→ **Tarefa**:
No texto sobre o SPD, por que motivo Franz Muentefering tinha deixado a política por algum tempo?

→ **Trecho do texto**:

/---

O presidente do SPD que liderou a tentativa de dar a nova imagem de socialmente consciente ao partido, foi Kurt Beck, um camarada firme e jovial, com uma barba cuidadosamente cultivada de três dias. Enfrentando pressões de todos os lados, ele ziguezagueou.

Quando a eleição no Estado de Hesse terminou em um resultado dramático, a líder do SPD na região, uma dinâmica mulher chamada Andrea Ypsilanti, decidiu rasgar o acordo feito com o raivoso presidente Cristão-Democrata e uniu-se aos Verdes, persuadindo os seis deputados do Die Link a votarem em sua coligação, sem que tivessem de participar dela, obtendo assim uma parca maioria de um voto.

Tal quebra de acordo, sem precedentes, que daria o poder de veto aos deputados do Die Link, foi imediatamente atacada por quase todos, inclusive muitos líderes do SPD.

Beck vacilou novamente, dizendo que cada estado tinha o direito de tomar suas próprias decisões e, em seguida, acrescentando que o que Ypsilanti fez não deve ser visto como um precedente. Suas tentativas de manter todo mundo feliz não funcionaram. Os meios de comunicação atacaram Beck e Ypsilanti impiedosamente.

Esse fato permitiu que a direita realizasse um ataque em três flancos. Em primeiro lugar, contra Ypsilanti — que está atualmente a desafiá-los e prossegue na delicada negociação com a Esquerda no seu Estado. Não há processo fácil para conciliar todos os lados.

O segundo ataque foi contra 60 membros proeminentes do SPD, que querem um novo rumo, mais social, e uma política menos beligerante no estrangeiro. Pelo menos temporariamente eles foram silenciados — ou ignorados.

O terceiro ataque foi contra Beck. Franz Muentefering, que tinha deixado a política por algum tempo devido à doença terminal de sua esposa, agora retornou com a mesma auto-confiança brutal que sempre exibia, como o principal braço-direito de Schroeder, especialmente na mobilização pelo aumento da idade de aposentadoria para os 67 anos.

\---

→ **Trechos das linhas**:
/---

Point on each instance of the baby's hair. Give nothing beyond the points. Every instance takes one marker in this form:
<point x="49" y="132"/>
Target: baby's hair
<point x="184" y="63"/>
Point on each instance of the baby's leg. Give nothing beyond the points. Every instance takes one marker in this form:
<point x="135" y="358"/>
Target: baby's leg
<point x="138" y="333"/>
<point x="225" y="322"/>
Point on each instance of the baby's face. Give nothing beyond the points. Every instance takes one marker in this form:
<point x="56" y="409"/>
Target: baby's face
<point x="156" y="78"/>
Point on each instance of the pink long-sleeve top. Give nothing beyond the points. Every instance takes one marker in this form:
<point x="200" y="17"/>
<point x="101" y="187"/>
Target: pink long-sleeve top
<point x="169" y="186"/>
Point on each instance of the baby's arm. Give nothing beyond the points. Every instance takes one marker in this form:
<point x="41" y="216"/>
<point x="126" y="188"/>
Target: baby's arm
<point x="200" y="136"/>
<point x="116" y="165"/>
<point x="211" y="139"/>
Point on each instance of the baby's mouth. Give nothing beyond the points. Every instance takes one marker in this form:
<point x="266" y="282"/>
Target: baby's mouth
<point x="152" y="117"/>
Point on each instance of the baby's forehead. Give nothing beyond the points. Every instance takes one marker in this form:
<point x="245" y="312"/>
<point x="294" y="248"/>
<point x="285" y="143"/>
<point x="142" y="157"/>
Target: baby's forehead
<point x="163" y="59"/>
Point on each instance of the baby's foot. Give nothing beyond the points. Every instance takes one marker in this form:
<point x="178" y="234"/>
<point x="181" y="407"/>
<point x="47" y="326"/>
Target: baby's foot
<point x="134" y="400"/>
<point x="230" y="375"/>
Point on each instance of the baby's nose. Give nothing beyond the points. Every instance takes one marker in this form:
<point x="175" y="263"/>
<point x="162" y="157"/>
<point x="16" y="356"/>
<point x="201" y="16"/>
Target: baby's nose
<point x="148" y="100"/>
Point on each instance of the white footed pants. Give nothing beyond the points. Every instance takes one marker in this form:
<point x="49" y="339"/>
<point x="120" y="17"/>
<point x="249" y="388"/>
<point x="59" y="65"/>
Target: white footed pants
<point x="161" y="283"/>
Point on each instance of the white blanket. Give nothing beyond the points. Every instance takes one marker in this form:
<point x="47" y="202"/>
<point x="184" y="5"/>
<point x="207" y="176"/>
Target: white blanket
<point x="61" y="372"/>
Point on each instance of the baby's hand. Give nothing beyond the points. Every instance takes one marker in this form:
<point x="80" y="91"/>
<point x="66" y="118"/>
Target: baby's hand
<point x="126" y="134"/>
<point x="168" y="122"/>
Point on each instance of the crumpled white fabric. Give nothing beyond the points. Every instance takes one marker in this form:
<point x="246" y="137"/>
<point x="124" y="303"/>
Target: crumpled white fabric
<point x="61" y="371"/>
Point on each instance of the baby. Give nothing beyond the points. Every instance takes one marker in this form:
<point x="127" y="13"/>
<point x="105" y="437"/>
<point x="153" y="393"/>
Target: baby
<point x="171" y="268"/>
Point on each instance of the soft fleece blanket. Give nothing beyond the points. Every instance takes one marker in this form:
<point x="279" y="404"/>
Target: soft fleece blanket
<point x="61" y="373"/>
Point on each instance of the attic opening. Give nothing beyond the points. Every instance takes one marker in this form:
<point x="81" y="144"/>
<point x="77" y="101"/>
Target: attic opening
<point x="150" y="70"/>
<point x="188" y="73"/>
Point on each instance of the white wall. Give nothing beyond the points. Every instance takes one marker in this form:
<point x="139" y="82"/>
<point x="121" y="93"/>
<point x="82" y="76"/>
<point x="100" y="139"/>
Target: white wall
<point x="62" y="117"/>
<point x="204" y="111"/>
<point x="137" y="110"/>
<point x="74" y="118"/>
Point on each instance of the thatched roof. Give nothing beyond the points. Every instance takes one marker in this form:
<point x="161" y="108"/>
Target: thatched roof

\---

→ **Resposta**:
Ele deixou a política devido à doença terminal de sua esposa.